> **Objective**:
Please rewrite only the lines from the line with "Review the above frame for any white trim." to the line with "[0,158,33,393]", swapping "frame" for "image" and leaving everything else unchanged.

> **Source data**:
________

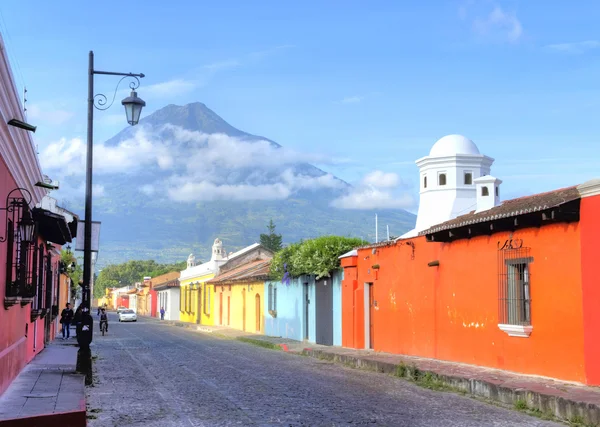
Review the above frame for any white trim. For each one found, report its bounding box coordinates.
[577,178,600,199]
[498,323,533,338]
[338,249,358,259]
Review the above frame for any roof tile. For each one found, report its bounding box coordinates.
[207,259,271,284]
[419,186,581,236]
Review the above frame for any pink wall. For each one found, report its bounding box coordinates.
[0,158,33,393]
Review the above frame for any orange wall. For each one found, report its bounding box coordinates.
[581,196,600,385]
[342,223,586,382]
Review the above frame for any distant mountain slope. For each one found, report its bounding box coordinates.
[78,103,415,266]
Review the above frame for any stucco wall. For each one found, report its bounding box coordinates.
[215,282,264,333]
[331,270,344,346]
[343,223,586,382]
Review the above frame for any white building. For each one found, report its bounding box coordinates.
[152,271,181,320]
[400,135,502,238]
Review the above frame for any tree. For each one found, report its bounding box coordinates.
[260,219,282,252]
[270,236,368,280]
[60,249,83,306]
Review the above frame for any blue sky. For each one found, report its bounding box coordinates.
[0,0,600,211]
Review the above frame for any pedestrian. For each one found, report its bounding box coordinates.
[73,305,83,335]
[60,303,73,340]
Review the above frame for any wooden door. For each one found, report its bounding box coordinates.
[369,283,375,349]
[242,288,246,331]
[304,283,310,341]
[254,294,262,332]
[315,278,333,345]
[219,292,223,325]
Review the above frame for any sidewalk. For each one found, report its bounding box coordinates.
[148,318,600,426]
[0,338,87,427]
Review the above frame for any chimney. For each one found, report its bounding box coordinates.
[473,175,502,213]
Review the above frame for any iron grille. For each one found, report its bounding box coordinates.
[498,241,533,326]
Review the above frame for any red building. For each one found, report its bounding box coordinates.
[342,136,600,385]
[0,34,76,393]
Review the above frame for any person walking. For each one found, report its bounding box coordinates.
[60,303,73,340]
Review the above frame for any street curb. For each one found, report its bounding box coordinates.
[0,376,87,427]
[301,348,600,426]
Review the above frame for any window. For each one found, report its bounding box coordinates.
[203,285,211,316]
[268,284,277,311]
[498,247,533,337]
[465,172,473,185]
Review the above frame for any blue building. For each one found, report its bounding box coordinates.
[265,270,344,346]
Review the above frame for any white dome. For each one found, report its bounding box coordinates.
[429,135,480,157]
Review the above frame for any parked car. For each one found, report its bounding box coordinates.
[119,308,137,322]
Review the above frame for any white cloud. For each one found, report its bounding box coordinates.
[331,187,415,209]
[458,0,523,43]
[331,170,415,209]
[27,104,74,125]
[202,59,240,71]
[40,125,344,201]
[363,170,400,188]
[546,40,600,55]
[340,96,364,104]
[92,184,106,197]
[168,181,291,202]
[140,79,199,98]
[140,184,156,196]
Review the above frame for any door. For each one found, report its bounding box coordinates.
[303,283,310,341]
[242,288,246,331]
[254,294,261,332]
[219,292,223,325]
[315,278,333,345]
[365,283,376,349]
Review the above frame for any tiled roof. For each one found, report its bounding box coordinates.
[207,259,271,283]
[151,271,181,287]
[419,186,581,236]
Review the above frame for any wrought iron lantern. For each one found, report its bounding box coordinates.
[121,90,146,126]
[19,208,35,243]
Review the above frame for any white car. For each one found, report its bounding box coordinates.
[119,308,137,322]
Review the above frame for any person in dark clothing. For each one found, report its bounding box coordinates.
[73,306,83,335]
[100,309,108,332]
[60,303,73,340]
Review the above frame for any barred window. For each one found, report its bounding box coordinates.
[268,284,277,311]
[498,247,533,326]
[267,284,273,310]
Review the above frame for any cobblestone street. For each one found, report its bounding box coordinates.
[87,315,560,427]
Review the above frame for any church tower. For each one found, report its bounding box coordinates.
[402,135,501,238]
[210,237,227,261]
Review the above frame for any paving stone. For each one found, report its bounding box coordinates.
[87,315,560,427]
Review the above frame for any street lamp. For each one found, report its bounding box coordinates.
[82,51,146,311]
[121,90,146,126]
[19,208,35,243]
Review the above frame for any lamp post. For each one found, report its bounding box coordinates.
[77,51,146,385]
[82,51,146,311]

________

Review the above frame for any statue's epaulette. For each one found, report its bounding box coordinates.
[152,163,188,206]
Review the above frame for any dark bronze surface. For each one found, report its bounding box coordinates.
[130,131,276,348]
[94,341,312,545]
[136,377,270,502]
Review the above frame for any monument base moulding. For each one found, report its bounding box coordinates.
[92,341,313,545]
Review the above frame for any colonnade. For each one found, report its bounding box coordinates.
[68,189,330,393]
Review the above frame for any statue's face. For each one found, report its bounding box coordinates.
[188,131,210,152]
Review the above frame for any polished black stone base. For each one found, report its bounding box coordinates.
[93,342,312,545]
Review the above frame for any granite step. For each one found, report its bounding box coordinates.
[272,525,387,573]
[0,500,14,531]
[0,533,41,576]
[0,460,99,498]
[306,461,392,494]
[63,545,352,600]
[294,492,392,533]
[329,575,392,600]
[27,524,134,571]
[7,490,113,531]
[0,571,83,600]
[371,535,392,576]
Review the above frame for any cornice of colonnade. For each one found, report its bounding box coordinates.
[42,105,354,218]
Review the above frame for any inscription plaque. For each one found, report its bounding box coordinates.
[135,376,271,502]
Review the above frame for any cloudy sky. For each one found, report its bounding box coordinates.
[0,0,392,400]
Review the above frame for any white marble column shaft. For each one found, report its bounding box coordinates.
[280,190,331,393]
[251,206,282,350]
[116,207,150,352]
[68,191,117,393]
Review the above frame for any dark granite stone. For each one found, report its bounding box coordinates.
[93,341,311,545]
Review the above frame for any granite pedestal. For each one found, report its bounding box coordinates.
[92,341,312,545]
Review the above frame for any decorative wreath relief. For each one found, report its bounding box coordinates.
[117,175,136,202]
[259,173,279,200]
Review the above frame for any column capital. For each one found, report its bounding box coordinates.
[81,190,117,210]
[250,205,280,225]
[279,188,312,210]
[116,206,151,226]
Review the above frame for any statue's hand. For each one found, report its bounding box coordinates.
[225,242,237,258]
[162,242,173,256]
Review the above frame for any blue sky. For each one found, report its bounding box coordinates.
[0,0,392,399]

________

> **Correct result**:
Review the above image for any white trim. For each one found, report its bounding box coordinates.
[577,178,600,199]
[498,323,533,338]
[338,249,358,259]
Review the above image for any roof tile. For each one found, report its bounding box coordinates.
[207,259,271,284]
[419,186,581,236]
Review the above image for any pink wall. For each one found, report its bounding box coordinates.
[0,158,33,393]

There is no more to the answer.